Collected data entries
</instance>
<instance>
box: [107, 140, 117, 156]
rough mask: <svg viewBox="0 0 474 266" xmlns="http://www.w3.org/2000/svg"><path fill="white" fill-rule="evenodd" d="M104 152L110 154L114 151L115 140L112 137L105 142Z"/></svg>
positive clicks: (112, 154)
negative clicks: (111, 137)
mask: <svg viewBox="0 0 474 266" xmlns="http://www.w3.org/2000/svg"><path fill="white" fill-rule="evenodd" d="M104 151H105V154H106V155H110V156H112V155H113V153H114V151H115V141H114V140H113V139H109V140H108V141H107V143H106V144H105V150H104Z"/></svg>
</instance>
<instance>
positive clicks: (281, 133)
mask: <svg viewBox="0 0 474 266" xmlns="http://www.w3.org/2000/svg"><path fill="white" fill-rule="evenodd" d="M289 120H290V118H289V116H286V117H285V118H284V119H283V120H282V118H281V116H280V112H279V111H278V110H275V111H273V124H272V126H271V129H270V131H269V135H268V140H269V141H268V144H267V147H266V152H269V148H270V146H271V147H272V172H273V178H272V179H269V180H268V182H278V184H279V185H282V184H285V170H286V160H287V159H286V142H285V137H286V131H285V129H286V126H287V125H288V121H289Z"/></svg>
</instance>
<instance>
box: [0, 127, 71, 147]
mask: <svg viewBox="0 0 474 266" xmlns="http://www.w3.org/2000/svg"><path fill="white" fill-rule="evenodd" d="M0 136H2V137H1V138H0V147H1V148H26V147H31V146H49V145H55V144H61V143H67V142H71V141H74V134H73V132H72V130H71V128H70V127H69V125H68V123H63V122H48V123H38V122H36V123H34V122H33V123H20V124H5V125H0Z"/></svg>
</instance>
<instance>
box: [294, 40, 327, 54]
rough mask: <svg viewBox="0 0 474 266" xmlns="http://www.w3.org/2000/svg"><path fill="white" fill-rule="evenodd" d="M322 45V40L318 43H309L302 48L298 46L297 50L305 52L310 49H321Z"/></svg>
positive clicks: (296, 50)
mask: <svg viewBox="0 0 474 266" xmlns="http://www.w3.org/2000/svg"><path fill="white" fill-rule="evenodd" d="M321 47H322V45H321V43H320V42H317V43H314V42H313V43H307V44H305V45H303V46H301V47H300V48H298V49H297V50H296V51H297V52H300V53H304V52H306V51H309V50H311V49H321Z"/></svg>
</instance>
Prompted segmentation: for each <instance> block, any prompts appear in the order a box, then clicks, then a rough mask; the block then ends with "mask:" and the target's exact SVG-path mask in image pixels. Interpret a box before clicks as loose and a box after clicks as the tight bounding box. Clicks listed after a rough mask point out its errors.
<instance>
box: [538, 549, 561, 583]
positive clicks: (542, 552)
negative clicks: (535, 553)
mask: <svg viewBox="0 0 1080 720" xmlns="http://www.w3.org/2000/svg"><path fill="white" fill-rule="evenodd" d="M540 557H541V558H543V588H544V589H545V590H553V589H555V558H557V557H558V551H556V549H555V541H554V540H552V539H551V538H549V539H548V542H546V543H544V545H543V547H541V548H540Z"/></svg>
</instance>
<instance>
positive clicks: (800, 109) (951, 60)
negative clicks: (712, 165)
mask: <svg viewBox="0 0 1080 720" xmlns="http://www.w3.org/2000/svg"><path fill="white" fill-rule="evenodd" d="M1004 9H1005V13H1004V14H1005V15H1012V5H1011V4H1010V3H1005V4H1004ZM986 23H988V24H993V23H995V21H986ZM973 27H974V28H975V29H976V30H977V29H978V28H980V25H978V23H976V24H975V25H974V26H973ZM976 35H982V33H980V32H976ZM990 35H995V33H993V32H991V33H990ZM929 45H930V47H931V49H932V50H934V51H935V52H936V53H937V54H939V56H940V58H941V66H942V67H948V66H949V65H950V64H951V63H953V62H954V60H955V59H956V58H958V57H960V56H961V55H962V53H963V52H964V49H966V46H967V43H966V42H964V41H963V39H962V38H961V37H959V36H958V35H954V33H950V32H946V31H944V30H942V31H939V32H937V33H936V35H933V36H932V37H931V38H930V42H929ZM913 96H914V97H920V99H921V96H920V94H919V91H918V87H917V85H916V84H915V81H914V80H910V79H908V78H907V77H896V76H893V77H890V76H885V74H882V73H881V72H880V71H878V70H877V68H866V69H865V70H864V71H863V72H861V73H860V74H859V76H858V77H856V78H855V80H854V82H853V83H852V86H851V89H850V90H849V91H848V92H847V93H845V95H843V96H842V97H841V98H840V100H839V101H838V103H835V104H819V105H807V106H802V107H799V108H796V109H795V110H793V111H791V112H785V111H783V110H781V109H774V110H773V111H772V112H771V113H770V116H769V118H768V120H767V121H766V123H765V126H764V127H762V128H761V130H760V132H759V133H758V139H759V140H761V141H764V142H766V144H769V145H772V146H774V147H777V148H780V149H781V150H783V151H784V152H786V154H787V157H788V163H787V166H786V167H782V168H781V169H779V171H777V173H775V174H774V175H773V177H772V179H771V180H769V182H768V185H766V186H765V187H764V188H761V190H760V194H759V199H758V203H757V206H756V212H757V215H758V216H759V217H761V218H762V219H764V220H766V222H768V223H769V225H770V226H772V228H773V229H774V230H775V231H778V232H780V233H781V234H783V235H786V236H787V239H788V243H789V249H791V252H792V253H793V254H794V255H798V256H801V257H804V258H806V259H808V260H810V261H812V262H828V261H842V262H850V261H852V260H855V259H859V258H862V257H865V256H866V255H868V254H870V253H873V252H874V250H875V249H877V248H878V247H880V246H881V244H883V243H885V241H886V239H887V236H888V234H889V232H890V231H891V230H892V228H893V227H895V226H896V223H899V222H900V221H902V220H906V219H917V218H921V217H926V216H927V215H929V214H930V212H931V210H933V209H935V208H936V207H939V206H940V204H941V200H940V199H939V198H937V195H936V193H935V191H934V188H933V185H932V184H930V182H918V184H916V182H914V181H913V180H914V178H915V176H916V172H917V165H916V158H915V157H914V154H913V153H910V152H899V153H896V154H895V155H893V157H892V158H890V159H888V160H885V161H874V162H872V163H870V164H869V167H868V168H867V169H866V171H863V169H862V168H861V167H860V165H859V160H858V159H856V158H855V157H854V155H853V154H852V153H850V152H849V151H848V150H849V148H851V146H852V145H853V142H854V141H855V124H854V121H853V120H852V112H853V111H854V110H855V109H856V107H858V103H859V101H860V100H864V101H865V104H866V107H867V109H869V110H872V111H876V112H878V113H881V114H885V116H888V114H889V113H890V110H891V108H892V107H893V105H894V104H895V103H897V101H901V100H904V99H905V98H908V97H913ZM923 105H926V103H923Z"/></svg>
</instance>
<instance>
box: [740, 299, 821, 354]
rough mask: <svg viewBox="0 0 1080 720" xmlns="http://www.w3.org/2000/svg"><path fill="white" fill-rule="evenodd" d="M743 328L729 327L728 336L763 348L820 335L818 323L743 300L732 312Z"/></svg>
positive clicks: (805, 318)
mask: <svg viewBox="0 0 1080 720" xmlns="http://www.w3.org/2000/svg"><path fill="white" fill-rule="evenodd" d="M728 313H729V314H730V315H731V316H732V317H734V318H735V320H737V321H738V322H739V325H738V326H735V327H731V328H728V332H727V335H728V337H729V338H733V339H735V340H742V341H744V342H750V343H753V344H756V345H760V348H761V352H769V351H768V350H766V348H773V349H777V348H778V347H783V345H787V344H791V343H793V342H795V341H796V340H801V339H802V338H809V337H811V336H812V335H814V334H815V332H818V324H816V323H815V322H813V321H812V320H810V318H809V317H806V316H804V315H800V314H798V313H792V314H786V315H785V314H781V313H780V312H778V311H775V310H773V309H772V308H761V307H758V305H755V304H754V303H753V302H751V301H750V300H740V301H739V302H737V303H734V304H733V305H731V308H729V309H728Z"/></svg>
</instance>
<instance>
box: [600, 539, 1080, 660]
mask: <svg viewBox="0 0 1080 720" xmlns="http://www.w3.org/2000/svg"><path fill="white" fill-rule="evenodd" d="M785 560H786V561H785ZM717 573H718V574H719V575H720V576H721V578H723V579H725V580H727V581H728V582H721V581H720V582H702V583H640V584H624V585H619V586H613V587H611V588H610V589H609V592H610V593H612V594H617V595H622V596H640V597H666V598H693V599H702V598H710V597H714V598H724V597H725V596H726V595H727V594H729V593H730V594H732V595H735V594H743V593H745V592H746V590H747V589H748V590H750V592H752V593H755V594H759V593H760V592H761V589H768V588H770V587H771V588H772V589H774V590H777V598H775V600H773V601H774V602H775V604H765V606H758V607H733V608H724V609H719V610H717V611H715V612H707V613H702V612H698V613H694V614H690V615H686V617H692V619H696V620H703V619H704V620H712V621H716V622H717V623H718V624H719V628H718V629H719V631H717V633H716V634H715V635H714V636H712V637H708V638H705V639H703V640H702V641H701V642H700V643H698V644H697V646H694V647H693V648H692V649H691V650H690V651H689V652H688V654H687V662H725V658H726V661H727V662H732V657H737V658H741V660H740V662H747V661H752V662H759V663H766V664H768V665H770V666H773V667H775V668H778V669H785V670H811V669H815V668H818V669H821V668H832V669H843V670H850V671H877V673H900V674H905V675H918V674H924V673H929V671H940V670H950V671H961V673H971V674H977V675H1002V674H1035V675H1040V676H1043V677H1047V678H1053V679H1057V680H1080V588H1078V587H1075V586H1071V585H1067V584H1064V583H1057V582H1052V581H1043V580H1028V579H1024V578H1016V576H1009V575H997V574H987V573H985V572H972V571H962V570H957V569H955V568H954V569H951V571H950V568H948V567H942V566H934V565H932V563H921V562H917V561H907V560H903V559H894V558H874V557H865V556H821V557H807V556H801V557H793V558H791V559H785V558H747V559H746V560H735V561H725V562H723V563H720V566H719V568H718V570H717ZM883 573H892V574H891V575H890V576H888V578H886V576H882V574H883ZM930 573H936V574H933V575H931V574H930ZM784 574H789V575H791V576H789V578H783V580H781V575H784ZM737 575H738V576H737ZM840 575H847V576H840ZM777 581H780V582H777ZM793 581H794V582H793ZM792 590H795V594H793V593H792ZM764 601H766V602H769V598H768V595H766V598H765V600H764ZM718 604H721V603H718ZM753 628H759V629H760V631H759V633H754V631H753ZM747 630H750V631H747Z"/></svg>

**EXERCISE REQUIREMENTS:** Using the records above, output exactly the lines from the first through the line that contains "positive clicks: (112, 154)", with both of those included.

**RESPONSE AREA:**
</instance>
<instance>
box: [107, 140, 117, 156]
rough mask: <svg viewBox="0 0 474 266" xmlns="http://www.w3.org/2000/svg"><path fill="white" fill-rule="evenodd" d="M104 152L110 154L114 151L115 140L112 137L105 142Z"/></svg>
positive clicks: (112, 154)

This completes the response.